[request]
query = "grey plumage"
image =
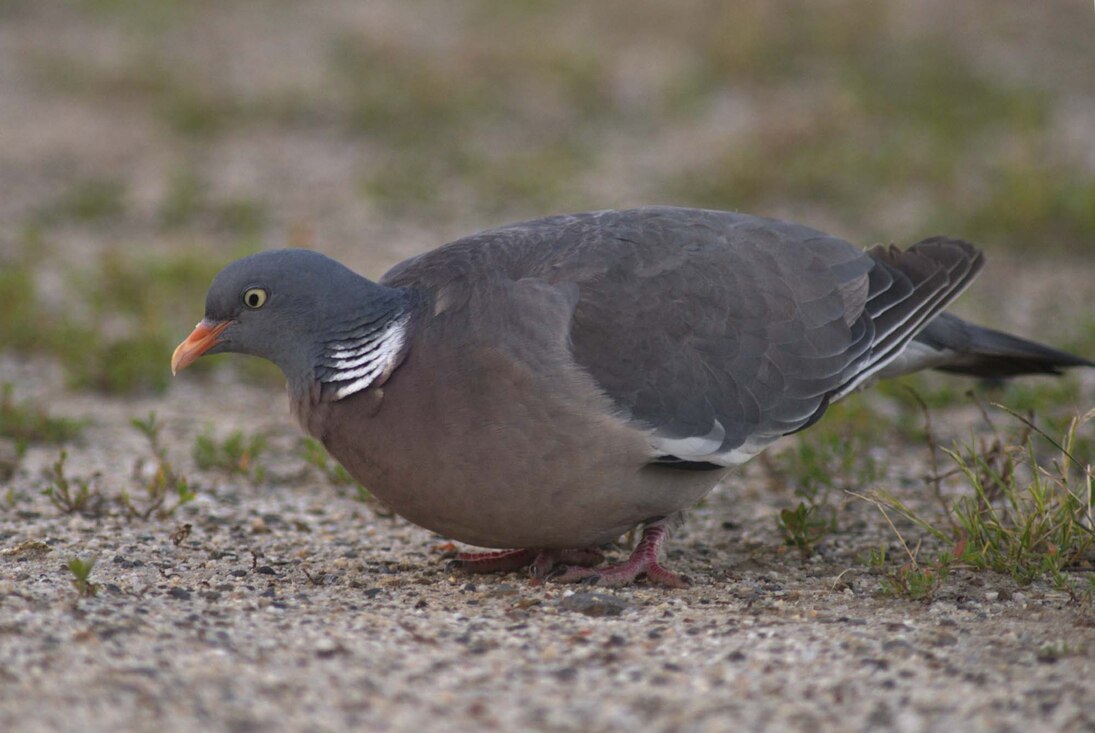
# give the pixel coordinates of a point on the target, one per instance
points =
(541, 385)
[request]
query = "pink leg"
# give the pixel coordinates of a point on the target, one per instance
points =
(643, 561)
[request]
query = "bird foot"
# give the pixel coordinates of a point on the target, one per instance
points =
(541, 563)
(495, 561)
(578, 565)
(643, 561)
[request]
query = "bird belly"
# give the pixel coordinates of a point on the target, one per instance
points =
(519, 462)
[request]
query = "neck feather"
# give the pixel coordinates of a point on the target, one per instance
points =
(364, 353)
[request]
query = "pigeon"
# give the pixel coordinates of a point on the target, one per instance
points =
(542, 388)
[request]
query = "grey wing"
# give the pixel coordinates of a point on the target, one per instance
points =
(722, 333)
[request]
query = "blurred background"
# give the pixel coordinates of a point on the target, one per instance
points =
(142, 145)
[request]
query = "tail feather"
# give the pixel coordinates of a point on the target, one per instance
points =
(961, 347)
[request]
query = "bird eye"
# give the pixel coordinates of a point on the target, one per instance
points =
(254, 297)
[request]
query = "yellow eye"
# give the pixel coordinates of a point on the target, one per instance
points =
(254, 297)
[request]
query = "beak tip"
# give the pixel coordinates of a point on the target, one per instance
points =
(205, 336)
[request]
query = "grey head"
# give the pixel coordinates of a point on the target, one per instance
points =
(314, 318)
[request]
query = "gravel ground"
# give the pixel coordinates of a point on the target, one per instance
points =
(288, 605)
(283, 603)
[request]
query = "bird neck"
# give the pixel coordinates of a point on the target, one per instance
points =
(366, 347)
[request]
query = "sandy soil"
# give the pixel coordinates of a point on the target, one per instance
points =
(286, 604)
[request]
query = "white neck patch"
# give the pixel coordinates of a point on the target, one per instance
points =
(348, 366)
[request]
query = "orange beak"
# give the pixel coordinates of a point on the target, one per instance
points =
(204, 338)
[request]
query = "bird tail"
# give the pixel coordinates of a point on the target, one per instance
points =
(957, 346)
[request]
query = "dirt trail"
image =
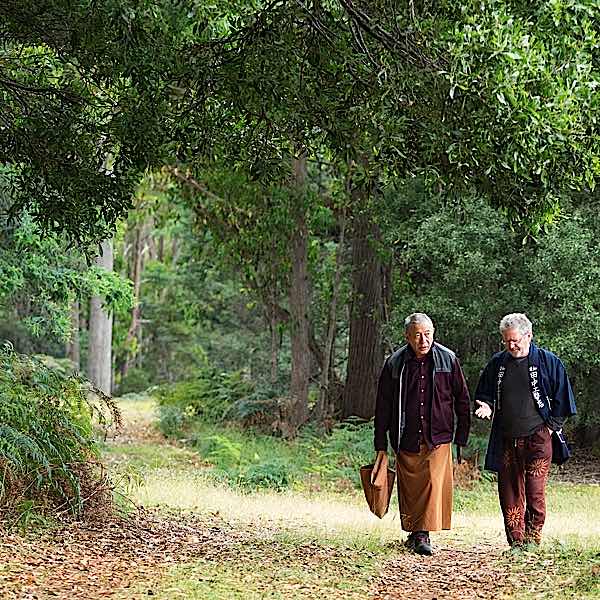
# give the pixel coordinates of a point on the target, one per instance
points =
(85, 561)
(450, 574)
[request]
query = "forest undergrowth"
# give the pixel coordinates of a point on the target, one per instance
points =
(190, 534)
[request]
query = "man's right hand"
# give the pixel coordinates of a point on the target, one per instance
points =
(379, 460)
(484, 411)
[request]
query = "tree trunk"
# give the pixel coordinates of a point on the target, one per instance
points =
(365, 352)
(297, 412)
(134, 333)
(99, 369)
(73, 347)
(326, 407)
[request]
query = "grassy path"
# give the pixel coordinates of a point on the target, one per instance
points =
(197, 539)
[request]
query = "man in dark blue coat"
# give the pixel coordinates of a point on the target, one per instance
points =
(526, 392)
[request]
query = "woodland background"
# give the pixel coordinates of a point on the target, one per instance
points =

(REQUIRED TASK)
How many lines of the records above contain the string "grey"? Reply with the number alone.

(RESPONSE TO THIS TASK)
3